◆ Goal ◆
Select every line of the records below that contains the word "green" and copy those lines.

Photo object pointing records:
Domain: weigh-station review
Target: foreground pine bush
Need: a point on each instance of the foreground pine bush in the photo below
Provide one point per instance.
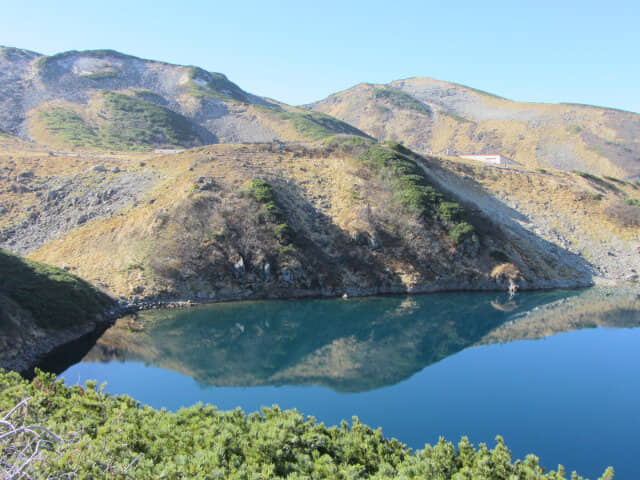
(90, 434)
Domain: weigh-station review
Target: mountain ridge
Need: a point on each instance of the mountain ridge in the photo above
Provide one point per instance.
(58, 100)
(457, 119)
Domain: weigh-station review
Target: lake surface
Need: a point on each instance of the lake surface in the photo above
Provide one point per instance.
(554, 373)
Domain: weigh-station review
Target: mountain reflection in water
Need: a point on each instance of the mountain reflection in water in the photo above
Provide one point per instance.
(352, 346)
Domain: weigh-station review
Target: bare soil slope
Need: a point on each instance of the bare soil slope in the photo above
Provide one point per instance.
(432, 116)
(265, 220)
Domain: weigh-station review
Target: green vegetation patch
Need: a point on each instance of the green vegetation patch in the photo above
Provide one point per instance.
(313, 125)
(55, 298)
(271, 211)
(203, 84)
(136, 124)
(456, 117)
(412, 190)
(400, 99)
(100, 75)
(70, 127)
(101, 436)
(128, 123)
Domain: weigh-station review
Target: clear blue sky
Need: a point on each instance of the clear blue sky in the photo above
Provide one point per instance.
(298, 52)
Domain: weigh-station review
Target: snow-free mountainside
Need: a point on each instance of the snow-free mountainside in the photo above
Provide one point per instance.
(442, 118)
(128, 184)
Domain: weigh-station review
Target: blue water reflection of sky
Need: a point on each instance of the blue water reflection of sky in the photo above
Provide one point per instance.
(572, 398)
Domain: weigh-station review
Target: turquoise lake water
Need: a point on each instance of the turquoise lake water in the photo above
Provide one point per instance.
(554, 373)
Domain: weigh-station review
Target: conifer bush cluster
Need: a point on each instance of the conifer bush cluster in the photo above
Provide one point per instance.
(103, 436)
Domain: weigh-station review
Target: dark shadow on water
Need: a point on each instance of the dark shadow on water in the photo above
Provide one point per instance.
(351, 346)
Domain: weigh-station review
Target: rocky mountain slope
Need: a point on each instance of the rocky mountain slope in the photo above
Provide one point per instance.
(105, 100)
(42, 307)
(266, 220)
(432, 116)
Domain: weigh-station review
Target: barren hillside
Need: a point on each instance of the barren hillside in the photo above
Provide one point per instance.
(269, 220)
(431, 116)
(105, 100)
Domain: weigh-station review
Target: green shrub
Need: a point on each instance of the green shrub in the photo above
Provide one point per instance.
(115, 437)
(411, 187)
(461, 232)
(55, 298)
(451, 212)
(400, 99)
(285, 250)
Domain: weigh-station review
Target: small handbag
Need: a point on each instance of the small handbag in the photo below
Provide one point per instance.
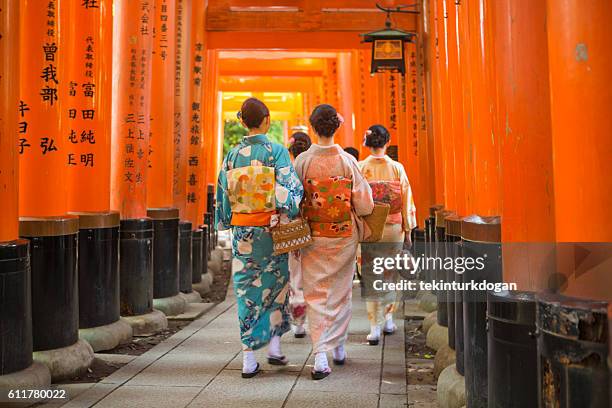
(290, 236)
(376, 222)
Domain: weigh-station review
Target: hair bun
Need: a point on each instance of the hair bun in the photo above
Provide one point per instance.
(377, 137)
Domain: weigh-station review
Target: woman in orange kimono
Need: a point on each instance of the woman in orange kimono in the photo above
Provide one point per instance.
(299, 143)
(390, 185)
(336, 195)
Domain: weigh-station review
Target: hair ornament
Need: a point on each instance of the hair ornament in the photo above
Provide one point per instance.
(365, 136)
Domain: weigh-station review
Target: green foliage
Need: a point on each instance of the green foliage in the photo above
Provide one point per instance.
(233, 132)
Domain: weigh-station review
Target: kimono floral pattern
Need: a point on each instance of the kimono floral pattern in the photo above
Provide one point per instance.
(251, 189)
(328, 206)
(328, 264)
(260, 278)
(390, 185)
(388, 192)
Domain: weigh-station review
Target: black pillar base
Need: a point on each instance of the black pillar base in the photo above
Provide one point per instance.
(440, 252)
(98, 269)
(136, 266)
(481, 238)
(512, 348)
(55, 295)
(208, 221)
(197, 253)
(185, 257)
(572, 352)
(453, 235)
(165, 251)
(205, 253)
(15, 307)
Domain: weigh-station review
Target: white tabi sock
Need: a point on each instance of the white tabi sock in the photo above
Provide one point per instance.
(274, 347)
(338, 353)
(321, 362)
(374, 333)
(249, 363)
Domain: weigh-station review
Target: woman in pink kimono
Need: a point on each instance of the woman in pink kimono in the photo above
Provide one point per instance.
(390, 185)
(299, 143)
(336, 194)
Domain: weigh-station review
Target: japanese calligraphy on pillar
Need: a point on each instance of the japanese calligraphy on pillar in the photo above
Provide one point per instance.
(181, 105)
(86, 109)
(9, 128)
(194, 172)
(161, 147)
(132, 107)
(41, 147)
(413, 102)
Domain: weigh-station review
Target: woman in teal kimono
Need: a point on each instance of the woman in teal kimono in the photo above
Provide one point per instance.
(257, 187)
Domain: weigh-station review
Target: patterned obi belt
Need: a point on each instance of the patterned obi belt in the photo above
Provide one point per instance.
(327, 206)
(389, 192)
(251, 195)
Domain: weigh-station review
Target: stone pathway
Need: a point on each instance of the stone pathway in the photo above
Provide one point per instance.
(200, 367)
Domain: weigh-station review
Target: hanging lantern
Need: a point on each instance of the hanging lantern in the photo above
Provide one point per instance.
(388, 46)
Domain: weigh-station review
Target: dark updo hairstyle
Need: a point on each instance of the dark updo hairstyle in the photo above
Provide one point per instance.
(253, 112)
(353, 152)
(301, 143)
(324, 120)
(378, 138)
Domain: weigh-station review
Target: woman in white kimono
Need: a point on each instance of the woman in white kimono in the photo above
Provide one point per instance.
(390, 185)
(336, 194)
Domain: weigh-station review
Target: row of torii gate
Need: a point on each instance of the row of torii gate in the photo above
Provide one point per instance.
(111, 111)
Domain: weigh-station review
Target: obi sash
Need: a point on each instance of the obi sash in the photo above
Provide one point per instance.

◆ Task result ◆
Target: green vegetation patch
Need: a point on each instance of the green vegetation patch in the photo above
Target: green shrub
Need: a point on each instance of the green shrub in the photo above
Target: green foliage
Need: a point on each instance of the green foliage in the photo above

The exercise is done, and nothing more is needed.